[ИСХОДНЫЙ ТЕКСТ]
★ ★ ★ ★ ★ ★ ★

И не столько во всем теле в целом или в его частях живет гармония, сколько в самой себе и в своей природе, так что я назвал бы ее сопричастницей души и разума. И для нее есть обширнейшее поле, где она может проявиться и расцвести: она охватывает всю жизнь человеческую, пронизывает природу вещей. Ибо все, что производит природа, все это соизмеряется законом гармонии».

А красота является актуализацией гармонии; она столько же в вещах, сколько и в разуме. Следовательно, красоту творит столько же природа, сколько и разум, познающий законы гармонии. Красота есть, по определению Альберти, нечто «присущее и прирожденное телу, разлита по всему телу в той мере, в какой оно прекрасно». Под телом имеется в виду не только человеческое тело, но и здание, которое проектируется и строится по законам гармонии.

Как теоретик искусства и архитектор Альберти создает основу для классической архитектуры Ренессанса. Здесь достаточно упомянуть палаццо Ручеллаи во Флоренции и церковь Сант-Андреа в Мантуе, свидетельствующие о всей новизне созданий Альберти, что воспринимается нами как ренессансная классика.

Альберти был одним из членов Платоновской академии, подготовившей золотой век Флоренции. Но прежде чем перейти к нему, бросим взгляд на другие города Италии, где ренессансные явления в жизни и в искусстве тоже дают о себе знать.

Пьеро делла Франческа (ок.1420-1492) родился в Борго-Сан-Сеполькро в Умбрии, еще начинающим художником приезжает во Флоренцию, но остается ярким представителем умбрийской школы, работает в Арецо, Борго-Сан-Сеполькро, Римини, Ферраре и в Риме, но связан особенно с Урбино. И тому были причины.

Герцог Урбинский - Федериго да Монтефельтро - военачальник, знаменитый кондотьер, придя к власти, возмечтал о славе Перикла и решил превратить ничем не примечательный Урбино в новые Афины. Для этого он привлек отовсюду лучшие умы и таланты и не только из Италии, но и других стран, вплоть до Нидерландов, как поступит в свое время и русский царь Петр I.

Приехал и Пьеро делла Франческа в Урбино, где он становится центральной фигурой гуманистического кружка при дворе Федерико да Монтефельтро. Недаром художник берется и за перо. Он написал трактат «О живописной перспективе», в котором говорит, что перспектива - это не предварительное условие для создания художественного образа, а сама живопись. Рассматривая сложнейшие случаи применения перспективы, он утверждает ее не в качестве нормы или способа видения, а как само видение в своей цельности.

★ ★ ★ ★ ★ ★ ★

[ФРАГМЕНТЫ ЗАПИСЕЙ]
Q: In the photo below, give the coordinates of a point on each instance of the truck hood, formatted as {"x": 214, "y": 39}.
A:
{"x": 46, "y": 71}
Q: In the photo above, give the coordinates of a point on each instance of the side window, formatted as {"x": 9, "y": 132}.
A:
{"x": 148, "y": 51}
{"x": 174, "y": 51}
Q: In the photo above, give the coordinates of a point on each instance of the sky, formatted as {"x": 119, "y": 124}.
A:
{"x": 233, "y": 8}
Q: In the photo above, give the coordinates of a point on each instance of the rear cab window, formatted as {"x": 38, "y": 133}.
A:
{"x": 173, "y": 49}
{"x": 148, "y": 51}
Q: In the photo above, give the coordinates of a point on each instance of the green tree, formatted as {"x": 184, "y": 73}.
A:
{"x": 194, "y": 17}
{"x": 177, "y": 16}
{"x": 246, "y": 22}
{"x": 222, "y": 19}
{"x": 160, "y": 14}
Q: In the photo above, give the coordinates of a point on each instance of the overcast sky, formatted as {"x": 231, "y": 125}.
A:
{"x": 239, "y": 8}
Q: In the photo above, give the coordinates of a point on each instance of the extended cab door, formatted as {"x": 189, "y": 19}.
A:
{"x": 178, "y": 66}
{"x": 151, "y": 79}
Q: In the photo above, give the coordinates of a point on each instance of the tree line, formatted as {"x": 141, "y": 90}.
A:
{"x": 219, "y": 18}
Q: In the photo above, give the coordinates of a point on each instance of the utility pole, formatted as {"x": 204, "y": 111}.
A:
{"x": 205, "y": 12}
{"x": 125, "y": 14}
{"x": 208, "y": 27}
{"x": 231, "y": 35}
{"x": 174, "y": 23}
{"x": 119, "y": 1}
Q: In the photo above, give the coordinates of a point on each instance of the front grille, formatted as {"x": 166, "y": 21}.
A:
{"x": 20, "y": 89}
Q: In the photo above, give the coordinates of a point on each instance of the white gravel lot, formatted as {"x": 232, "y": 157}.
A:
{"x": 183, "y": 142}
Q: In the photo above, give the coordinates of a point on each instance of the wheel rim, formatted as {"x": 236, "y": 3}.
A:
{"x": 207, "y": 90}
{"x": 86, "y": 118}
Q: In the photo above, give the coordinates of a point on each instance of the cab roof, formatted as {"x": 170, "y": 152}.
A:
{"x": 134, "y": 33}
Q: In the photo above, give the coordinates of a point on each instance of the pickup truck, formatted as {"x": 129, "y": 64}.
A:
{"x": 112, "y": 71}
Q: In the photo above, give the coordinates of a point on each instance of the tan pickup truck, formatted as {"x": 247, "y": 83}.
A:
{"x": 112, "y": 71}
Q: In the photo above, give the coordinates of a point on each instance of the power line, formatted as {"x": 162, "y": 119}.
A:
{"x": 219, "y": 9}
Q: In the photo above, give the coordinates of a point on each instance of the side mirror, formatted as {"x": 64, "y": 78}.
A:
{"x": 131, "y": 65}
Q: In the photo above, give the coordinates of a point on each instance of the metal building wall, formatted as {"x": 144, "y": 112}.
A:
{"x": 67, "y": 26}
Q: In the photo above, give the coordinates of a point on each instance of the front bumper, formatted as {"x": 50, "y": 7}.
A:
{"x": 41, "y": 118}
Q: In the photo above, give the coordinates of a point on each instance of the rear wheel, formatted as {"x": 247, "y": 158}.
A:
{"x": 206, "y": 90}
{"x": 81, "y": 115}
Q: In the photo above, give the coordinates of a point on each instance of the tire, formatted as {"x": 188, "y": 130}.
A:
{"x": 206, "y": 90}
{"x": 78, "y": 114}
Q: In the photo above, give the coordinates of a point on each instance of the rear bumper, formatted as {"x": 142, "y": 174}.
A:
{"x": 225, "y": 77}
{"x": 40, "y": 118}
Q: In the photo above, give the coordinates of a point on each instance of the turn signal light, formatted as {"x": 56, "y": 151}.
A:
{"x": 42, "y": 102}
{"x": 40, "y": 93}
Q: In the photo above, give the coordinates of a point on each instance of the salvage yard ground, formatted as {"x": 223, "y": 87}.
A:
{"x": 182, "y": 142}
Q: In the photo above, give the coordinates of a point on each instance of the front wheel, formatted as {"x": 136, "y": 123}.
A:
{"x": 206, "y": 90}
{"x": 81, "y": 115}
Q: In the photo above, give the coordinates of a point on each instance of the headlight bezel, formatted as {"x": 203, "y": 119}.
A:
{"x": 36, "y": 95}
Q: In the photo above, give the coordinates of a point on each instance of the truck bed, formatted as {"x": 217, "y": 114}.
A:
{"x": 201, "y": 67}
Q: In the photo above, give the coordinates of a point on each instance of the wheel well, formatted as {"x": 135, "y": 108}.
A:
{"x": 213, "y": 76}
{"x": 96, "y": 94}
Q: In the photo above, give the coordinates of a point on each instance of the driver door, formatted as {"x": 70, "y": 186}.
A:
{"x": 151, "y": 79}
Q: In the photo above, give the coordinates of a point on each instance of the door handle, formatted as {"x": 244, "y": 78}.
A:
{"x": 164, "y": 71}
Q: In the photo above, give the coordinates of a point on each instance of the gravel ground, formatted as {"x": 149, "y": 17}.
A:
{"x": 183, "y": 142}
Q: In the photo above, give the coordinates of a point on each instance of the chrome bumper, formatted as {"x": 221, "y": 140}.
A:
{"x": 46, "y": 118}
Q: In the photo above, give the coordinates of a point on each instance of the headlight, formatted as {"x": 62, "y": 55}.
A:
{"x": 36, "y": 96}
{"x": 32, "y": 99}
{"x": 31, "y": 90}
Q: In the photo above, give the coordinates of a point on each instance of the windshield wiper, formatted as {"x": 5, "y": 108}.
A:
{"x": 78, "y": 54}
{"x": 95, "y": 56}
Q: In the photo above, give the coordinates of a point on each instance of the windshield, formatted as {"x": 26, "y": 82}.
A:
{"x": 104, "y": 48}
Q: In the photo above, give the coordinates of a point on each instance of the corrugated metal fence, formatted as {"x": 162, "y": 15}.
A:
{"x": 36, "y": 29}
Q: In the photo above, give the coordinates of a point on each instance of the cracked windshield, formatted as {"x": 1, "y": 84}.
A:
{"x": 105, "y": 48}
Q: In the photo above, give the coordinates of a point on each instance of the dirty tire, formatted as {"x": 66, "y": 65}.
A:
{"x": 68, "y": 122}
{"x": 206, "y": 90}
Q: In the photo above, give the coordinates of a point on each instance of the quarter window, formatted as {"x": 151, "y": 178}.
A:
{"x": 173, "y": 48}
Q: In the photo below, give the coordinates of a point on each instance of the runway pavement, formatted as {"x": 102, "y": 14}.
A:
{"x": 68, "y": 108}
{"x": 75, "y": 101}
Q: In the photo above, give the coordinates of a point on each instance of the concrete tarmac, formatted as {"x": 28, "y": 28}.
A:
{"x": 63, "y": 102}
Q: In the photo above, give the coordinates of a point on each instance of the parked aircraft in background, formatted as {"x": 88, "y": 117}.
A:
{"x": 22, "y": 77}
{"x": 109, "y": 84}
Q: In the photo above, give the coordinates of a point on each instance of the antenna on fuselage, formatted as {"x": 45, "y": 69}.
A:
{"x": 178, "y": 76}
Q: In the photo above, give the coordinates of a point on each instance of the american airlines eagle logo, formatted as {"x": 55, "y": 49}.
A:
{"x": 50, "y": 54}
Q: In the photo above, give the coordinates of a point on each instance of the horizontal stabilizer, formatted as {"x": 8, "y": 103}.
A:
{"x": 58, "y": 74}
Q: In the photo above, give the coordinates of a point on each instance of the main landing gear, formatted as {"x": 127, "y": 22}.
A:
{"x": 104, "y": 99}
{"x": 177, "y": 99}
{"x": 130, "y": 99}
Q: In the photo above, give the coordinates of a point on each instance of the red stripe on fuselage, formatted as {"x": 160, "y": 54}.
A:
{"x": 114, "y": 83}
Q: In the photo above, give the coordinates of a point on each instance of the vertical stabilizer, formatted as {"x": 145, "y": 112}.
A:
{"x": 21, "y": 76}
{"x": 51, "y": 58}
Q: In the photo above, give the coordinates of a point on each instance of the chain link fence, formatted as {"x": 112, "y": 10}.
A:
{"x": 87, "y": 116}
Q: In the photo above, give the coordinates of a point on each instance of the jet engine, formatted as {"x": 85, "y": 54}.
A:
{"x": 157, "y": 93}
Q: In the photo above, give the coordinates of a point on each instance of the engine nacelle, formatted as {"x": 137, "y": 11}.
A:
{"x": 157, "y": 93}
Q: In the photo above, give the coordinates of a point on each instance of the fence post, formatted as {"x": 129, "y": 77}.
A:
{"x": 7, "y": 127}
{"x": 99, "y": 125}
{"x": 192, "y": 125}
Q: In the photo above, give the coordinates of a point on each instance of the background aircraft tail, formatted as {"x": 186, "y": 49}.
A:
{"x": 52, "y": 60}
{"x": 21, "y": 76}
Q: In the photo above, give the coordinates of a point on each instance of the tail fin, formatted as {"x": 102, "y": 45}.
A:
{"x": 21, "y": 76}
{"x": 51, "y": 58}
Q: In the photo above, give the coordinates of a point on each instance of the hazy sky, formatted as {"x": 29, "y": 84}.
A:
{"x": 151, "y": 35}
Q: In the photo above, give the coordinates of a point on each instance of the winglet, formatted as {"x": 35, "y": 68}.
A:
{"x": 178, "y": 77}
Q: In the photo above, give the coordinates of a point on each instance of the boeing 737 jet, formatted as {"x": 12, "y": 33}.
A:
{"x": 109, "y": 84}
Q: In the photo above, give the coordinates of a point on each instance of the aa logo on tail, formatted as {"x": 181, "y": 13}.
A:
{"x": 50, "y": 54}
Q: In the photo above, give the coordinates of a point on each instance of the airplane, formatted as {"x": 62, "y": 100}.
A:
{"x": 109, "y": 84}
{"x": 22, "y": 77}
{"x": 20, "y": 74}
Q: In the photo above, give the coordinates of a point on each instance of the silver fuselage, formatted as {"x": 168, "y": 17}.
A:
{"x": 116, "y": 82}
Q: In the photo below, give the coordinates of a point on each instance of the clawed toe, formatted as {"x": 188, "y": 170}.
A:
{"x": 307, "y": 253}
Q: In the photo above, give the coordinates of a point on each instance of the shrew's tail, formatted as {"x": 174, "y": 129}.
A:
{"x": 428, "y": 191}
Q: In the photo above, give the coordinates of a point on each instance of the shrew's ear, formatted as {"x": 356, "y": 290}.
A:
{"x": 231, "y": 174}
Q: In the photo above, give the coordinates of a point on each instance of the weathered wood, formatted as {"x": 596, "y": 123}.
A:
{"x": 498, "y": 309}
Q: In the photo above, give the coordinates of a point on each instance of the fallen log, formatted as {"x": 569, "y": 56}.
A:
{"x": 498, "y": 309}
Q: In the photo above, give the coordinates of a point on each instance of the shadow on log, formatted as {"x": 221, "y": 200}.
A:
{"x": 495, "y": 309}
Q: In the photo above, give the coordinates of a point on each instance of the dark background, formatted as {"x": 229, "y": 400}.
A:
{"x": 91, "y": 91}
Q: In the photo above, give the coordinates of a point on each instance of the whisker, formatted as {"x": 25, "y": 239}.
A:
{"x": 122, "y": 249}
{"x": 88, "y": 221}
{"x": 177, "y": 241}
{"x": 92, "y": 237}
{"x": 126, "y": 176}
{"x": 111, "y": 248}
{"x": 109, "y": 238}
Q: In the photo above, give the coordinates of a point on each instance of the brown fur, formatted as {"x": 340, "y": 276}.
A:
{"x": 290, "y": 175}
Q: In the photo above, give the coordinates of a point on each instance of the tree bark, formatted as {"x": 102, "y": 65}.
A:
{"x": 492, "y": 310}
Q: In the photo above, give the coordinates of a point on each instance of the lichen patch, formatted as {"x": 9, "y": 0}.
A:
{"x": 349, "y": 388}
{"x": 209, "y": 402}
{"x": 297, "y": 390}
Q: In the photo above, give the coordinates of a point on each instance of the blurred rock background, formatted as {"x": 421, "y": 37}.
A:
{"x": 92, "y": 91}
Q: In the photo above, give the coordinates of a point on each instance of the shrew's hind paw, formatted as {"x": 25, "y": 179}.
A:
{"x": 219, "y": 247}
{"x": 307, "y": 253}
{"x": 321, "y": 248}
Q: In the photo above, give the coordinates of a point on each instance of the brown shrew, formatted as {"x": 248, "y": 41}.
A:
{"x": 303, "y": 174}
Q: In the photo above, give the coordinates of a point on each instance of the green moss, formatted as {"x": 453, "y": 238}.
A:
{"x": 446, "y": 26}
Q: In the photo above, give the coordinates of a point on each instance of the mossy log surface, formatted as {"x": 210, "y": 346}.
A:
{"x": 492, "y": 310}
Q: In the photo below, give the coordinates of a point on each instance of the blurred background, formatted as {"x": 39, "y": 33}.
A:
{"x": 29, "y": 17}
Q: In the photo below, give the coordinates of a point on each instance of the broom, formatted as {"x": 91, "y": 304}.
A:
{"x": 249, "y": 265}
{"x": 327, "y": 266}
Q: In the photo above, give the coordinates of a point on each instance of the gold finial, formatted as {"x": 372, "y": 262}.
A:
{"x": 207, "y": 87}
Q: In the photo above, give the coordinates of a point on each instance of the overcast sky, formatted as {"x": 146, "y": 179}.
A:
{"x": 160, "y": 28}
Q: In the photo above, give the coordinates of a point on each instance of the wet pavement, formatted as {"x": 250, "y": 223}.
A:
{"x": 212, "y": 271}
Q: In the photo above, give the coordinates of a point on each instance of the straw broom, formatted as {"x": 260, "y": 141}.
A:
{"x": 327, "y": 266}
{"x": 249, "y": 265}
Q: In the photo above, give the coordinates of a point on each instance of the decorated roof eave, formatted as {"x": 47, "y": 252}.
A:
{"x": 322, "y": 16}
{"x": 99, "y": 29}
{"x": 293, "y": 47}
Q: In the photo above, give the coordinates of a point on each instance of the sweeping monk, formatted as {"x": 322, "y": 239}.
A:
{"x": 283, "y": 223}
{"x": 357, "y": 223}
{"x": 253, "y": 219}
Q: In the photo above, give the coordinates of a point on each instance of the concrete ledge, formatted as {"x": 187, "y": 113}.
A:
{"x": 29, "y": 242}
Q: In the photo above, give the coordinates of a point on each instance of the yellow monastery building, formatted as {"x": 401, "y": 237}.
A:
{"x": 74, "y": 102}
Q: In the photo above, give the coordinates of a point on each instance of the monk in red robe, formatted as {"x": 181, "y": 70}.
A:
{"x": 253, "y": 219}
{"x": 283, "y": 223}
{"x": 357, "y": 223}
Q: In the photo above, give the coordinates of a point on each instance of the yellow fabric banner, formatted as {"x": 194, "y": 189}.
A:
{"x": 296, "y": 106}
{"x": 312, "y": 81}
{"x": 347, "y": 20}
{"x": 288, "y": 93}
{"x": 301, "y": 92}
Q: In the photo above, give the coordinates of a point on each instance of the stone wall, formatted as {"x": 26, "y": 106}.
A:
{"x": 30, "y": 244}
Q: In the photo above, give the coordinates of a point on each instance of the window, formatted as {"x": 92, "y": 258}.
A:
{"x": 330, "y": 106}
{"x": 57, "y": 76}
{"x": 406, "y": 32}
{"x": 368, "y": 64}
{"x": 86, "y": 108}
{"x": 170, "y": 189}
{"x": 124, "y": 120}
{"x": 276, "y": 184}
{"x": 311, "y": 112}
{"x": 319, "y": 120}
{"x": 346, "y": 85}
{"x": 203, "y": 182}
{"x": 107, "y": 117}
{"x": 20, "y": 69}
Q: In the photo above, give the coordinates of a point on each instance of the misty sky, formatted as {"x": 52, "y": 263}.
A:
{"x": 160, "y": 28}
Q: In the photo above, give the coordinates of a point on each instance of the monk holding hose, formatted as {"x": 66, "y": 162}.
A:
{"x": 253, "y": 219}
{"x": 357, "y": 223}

★ ★ ★ ★ ★ ★ ★

[ЗАДАНИЕ]
Продолжите текст об Альберти и Пьеро делла Франческа после его последнего предложения.

[ОТВЕТ]
Если взглянуть на «Крещение Христа» Пьеро, сразу становится ясно, что это новая живопись во всей ее чистоте и свежести восприятия мира, истории и природы. Нежный прозрачный свет пронизывает небо, воду и фигуры. Три женщины в современных одеждах - это ангелы? - присутствуют, но не участвуют в ритуале крещения и не держат, как обычно, одежду Христа. Библейский сюжет воспроизводтся как событие и прошлого, и настоящего, как история и как сцена. В ангелах проступают женские образы, полные жизни.

Наряду с умбрийской школой выступают североитальянская, главным представителем которой в этот начальный период является Андреа Мантенья (1431-1506), и венецианская - во главе с Джованни Беллини (ок.1430-1516).

Не только эстетика, но и искусство раннего Ренессанса вызрело до красочных видений, доставляющих радость сами по себе. Любование предметами искусства, - как пишет Алексей Лосев, - «это тоже новая черта, специфическая для Ренессанса, если сравнить его со средневековьем».

На изображения в церквьях следовало молиться, а любоваться считалось даже грехом. У Пьеро делла Франческа, у Беллини, да и у Мантеньи эстетическое любование выступает на первый план; картины и создавались так, чтобы вызывать у зрителя свободное, чисто эстетическое наслаждение, что чувствовал сам художник, захваченный новым замыслом и исполнением, созданием самодовлеющей красоты. В этом он ощущал свободу и достоинство творца, отсюда его веселость и жизнелюбие, поскольку и самая жизнь в ее чудесных проявлениях, как красота природы или женщин, доставляет ему то же новое и ни с чем несравнимое эстетическое наслаждение. Искусство обретает самодовлеющее значение, как любовь, как природа и сама жизнь в ее прекрасных проявлениях. Вот условия для расцвета искусств и мысли, что мы и воспринимаем как эпоху Ренессанса, как нечто превосходное и совершенное, что поднимает дух.